- Directed by: Marcos Carnevale
- Produced by: Marco Carnevale Jorge Gundín
- Starring: Norma Aleandro Luis Luque Leonor Manso Peto Menahem Alejandra Manzo Marcela Guerty Mercedes Scápola Mateo Cho Mei Lan Chen Huang Hui Shion
- Cinematography: Guillermo Zappino
- Edited by: Pablo Barbieri Carrera
- Music by: Lito Vitale
- Release date: 2009;
- Running time: 104 minutes
- Country: Argentina
- Language: Spanish

= Anita (2009 film) =

Anita is an Argentine drama film released in 2009.

==Synopsis==
Anita (Alejandra Manzo) is a young girl with Down syndrome and lives with her mother (Norma Aleandro) in the Once neighborhood of Balvanera in Buenos Aires. Her life is changed forever in 1994 after the AMIA bombing. Anita doesn't understand what has happened; she only remembers that her mother left to handle some paperwork, the ground began to shake and she fell off the ladder she was not supposed to climb. Frightened by the noise, she runs from the area of the bombing, totally disoriented. In her odyssey she encounters several people that provide temporary assistance as she searches for her mother.

== The People Anita Encounters ==

=== Felix ===
Foul-mouthed, constant problems with his ex-wife and unkempt, he takes her in after encountering her at a public phone, feeding her and giving her a bed. He lets her stay for one night and then kicks her out along with a warm sweater to wear. Another time, he leaves her on the bus to fend for herself. He always thinks of the possibility of going to the police with her.
══════════════════════════════
_Exercises_:
a - In the Synopsis section of the article on the film Anita, list every place name given for where Anita and her mother live.
b - Repeat word for word the part of the article on the film Anita that opens with the words containing "Anita is an" and closes with "for her mother.".
c - Carry the article on the film Anita forward from where it stops.

_Given records_:
══════════════════════════════
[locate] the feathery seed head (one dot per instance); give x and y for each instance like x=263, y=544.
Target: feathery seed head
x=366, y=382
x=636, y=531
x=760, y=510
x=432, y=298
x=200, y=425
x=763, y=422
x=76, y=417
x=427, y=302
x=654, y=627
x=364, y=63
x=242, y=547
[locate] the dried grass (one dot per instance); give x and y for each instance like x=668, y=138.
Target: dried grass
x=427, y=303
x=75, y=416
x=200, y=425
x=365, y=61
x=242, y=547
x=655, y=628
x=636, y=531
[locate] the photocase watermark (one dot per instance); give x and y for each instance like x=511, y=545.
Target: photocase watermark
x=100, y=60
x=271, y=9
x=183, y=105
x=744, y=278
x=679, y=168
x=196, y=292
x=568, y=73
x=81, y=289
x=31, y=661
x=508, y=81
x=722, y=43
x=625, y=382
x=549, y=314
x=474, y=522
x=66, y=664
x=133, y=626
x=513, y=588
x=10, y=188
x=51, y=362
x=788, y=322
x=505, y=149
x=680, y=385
══════════════════════════════
_Responses_:
a - Once, Balvanera, Buenos Aires

b -
Anita is an Argentine drama film released in 2009.

==Synopsis==
Anita (Alejandra Manzo) is a young girl with Down syndrome and lives with her mother (Norma Aleandro) in the Once neighborhood of Balvanera in Buenos Aires. Her life is changed forever in 1994 after the AMIA bombing. Anita doesn't understand what has happened; she only remembers that her mother left to handle some paperwork, the ground began to shake and she fell off the ladder she was not supposed to climb. Frightened by the noise, she runs from the area of the bombing, totally disoriented. In her odyssey she encounters several people that provide temporary assistance as she searches for her mother.

c -
=== Chinese family ===
Anita gets hungry and she chooses a store with a severe owner and her docile mother. She is rejected when she has no money and rudely served when she does have money. The mother convinced her daughter to let Anita into their family life, where she eats and asks for more. She quietly witnesses the family arguments. On the last day she is with them, the son sees her dancing to music while he is in charge of the store and he turns it up and dances with her. This leads to a store robbery, Anita being threatened, as well. She manages to get out and runs away.

=== Shady Men/Nurse ===
Anita falls asleep with a fever on a sofa which men have to move for an unknown reason and she is taken to one of the men's sister, Nori, a nurse, who injects Anita with a cure for fever. She tells her brother to eventually do something about Anita because she works and cannot take care of her. When she allows Anita to stay alone, Anita misinterprets her instructions and stays on the couch no matter what, which includes bodily functions. Anita ruins her couch with urine. Nori was stressed out and became furious at Anita. But one day Nori got fired at work, when she returned home depressed she injured herself, Anita was the one who took care of her and comforted her. She then changed her view on Anita and decided to keep her.

==Cast==
- Alejandra Manzo - Anita.
- Norma Aleandro - Dora (Anita's mother).
- Luis Luque - Félix.
- Leonor Manso - Nori (a nurse).
- Peto Menahem - Ariel (Anita's brother).
- Mercedes Scápola - Nati (Ariel's girlfriend).
- Marcela Guerty - Claudia (Félix's wife).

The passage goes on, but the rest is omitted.